## About this exercise
Every line from the one with "Tag each instance of the dark green" through the final line of the data below goes in the answer, copied exactly. Pictures do not.
=== Section Start ===
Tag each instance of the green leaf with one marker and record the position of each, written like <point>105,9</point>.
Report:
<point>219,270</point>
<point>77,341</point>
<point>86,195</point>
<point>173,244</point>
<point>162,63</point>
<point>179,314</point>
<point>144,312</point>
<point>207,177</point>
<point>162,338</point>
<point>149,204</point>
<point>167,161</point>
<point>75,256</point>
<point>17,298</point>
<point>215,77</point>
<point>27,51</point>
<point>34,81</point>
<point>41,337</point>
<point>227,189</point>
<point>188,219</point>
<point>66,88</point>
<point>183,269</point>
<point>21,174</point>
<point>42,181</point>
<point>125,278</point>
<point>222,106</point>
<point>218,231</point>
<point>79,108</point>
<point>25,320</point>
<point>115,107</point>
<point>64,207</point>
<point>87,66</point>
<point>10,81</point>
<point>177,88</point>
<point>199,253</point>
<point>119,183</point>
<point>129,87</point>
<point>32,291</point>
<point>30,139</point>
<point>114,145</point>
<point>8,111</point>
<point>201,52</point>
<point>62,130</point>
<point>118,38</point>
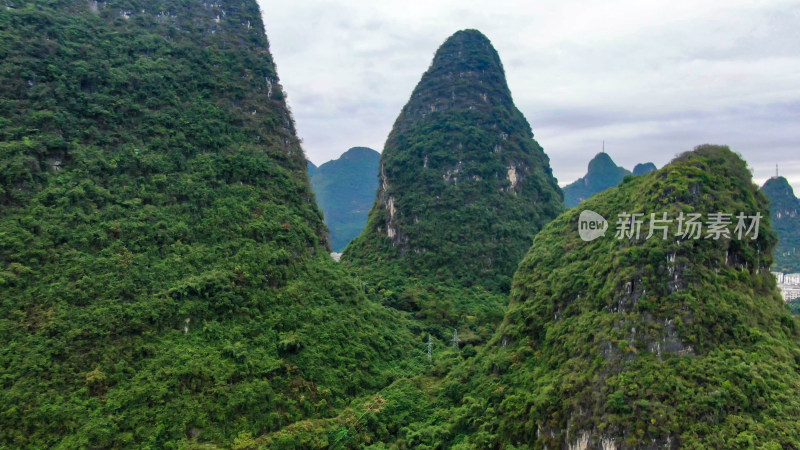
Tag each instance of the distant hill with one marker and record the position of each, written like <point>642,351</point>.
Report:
<point>645,168</point>
<point>785,216</point>
<point>345,191</point>
<point>311,168</point>
<point>601,174</point>
<point>636,343</point>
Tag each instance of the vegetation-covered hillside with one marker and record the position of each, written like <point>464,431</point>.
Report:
<point>785,214</point>
<point>636,342</point>
<point>164,272</point>
<point>345,190</point>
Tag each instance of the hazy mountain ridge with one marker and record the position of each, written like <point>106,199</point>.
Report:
<point>601,174</point>
<point>459,162</point>
<point>345,191</point>
<point>165,273</point>
<point>785,215</point>
<point>643,343</point>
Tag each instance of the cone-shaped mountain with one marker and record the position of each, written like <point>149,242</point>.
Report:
<point>463,186</point>
<point>602,174</point>
<point>785,213</point>
<point>644,342</point>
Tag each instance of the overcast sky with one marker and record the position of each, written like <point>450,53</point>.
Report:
<point>651,78</point>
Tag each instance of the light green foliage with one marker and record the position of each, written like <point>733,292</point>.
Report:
<point>637,342</point>
<point>464,188</point>
<point>601,175</point>
<point>164,275</point>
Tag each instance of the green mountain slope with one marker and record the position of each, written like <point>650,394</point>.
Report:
<point>164,271</point>
<point>463,185</point>
<point>345,190</point>
<point>785,215</point>
<point>637,343</point>
<point>602,174</point>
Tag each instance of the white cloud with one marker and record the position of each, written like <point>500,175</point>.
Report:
<point>651,78</point>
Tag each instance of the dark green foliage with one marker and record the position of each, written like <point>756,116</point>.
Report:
<point>785,215</point>
<point>601,175</point>
<point>345,190</point>
<point>164,272</point>
<point>464,186</point>
<point>637,343</point>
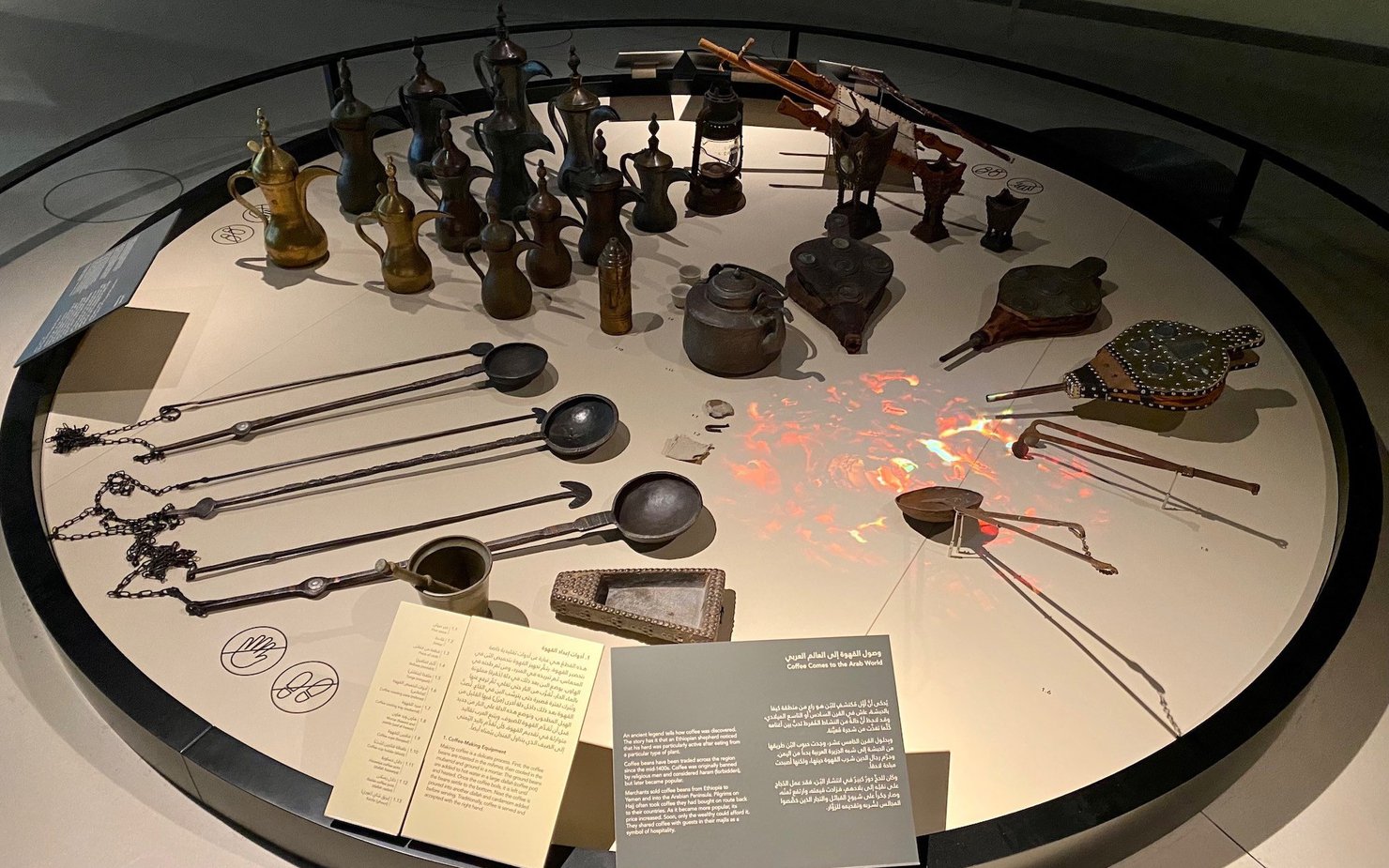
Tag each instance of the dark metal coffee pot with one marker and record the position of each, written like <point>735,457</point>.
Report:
<point>656,173</point>
<point>550,263</point>
<point>579,114</point>
<point>503,69</point>
<point>604,191</point>
<point>424,99</point>
<point>735,321</point>
<point>352,128</point>
<point>454,173</point>
<point>506,142</point>
<point>506,292</point>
=== Section End ===
## Reply
Tag each instance of the dark green foliage with one marker and record the position of each, written like <point>756,116</point>.
Report:
<point>785,215</point>
<point>601,175</point>
<point>345,190</point>
<point>164,272</point>
<point>464,186</point>
<point>637,343</point>
Tag each instance of the dark metal coffee pot with one marker and record the position of each, written like <point>735,457</point>.
Report:
<point>656,173</point>
<point>550,263</point>
<point>579,114</point>
<point>503,69</point>
<point>604,191</point>
<point>424,99</point>
<point>735,321</point>
<point>352,128</point>
<point>454,173</point>
<point>506,142</point>
<point>506,292</point>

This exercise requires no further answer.